**TO DO:**
Write out the whole listing, matching it exactly.

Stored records
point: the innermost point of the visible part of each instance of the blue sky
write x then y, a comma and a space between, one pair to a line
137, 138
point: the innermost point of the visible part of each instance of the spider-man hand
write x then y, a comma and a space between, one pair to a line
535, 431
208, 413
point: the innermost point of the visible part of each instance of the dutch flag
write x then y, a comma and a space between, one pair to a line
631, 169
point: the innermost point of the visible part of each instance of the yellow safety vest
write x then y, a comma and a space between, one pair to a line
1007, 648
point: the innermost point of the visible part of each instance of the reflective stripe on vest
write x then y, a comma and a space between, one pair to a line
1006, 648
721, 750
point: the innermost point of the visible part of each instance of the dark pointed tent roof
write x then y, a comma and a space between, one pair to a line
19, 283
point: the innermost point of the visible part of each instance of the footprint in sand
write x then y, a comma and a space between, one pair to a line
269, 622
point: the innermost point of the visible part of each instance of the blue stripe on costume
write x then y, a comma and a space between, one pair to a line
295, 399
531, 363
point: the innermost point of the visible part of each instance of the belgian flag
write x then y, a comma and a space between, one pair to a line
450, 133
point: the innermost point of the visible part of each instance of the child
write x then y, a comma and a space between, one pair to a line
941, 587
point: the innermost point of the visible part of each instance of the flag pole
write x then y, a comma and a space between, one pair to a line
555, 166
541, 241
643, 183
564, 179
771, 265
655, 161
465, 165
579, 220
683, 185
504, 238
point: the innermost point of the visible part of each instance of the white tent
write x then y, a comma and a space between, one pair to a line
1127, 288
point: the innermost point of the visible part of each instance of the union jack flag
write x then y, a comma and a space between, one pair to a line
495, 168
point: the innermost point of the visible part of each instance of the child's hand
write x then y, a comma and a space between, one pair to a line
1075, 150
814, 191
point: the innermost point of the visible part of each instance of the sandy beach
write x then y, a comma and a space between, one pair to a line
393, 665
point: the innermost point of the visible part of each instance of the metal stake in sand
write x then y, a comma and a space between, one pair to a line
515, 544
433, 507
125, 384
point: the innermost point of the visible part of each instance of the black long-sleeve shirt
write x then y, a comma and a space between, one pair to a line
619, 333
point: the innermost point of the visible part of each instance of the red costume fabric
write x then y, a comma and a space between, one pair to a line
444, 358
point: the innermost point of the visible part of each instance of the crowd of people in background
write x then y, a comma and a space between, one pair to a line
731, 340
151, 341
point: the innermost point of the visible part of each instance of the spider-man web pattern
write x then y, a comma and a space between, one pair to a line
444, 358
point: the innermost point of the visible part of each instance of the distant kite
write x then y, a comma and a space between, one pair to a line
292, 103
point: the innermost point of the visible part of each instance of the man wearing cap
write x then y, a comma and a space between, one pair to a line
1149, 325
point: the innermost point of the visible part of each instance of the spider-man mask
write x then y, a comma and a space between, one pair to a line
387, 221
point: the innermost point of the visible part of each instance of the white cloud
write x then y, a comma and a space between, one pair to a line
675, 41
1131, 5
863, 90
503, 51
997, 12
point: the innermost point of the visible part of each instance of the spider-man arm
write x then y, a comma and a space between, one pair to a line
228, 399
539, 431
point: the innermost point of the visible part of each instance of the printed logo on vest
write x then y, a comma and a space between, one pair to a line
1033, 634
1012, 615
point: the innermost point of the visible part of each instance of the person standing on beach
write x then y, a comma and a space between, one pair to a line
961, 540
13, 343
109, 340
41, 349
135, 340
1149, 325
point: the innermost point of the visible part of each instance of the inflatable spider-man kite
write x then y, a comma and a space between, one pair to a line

**TASK SOLUTION:**
point: the innermost point of the visible part of each instance of the blue sky
write x then y, a comma and a space between, one pair to a line
137, 138
point: the innermost point of the visible part of each instance of the spider-man hand
write x then y, a comma and a space between, one pair to a line
535, 431
208, 413
point: the innermost point of the visible part of each instance of the dutch flag
write x then y, a comma and a space between, one pair to a line
631, 169
point: the innermost point of the visible part of each instance of the yellow safety vest
write x then y, a comma and a space between, one pair to a line
1007, 648
point: the innermost point of the visible part of each instance of the reflective stripe on vest
write x then y, a comma and a space between, one pair to a line
1006, 648
721, 750
point: the innermost point of the visible part of each instance of the dark pointed tent roof
write x then y, a comma and a space between, one pair to a line
19, 283
point: the innermost point of the visible part of each instance of the footprint in sand
write x then y, a comma and a space between, one pair to a line
269, 622
point: the innermost point of the visible part of each instance of the blue stripe on costume
write x then y, a comma and a space between, one pair to a line
295, 399
531, 363
point: the innermost point of the visible part of each instance of the belgian flag
write x then y, a comma and a space between, one pair to a line
450, 133
point: the innermost point of the visible part of each instance of the child
write x then y, a comma and a space between, one pair to a line
941, 587
point: the innermost point of the visible part of each instance of the flag pole
write x then y, a comma and a space between, one pair to a line
555, 166
541, 241
643, 183
564, 179
771, 265
655, 161
465, 165
579, 220
683, 185
504, 238
point: the innermost point of the visible part of each instance of the white tent
write x then y, a comma and a space between, one pair to a line
1127, 288
point: the innermost point of the visible part of each instance of the union jack flag
write x then y, a comma and a space between, one pair to a line
495, 168
point: the innermost point of the visible part of each instance of the child's hand
write x then y, a comma and a space between, one pair to a line
1075, 150
814, 191
point: the innermost point of the visible part of each instance of the sandy beach
write x then y, a comma and a space between, one pair to a line
393, 665
point: the innermost point of the visible part of each instance of the metal stake in sand
write x then y, a comma and a space between, one pair to a line
515, 544
433, 507
125, 384
point: the innermost point of the visible part of each instance of the black long-sleeve shirt
write x then y, a comma and a space between, one pair to a line
619, 333
point: the innermost point of the visible part of each instance of the red costume fabric
write x then y, a comma and a space between, one pair to a line
444, 358
point: the innermost point of the visible part of each instance of the crowd of people in background
write x then y, a comma and a space between, one pair to a line
731, 340
151, 341
point: the innermost point of the visible part of each instance of the spider-man web pattern
write x then y, a comma and a space between, one pair to a line
444, 358
point: the innermost point of the visible part of each instance of the distant kite
write x then y, a comma and a space between, one pair to a line
292, 103
point: the innermost point of the visible part of each instance of the man wearing cap
write x then y, a comma and a space between, one pair to a line
1149, 325
point: the innermost point of the visible part of each instance of the spider-man mask
write x then y, a comma and a space between, one pair to a line
387, 221
point: the innermost point of the visible part of each instance of the white cloud
write x then y, a comma and a space between, one pair to a line
675, 41
1131, 5
863, 90
503, 51
997, 12
point: the innermost point of the visible part of each instance of the spider-man arm
write x then y, a comma and a space between, one pair to a line
228, 399
539, 431
point: the innermost point of the visible part of each instance of the printed logo on vest
write x then y, a comma and a space between, one pair to a line
1033, 634
1012, 615
point: the innermost point of the visible part of each instance of the person standing on beach
write x then y, a comma and a space between, one pair to a line
961, 540
13, 343
109, 340
41, 349
135, 340
1149, 325
point: the innermost point of the visible part of each instance of the inflatable spider-man kite
write x then y, a comma and a space between, one pair to a line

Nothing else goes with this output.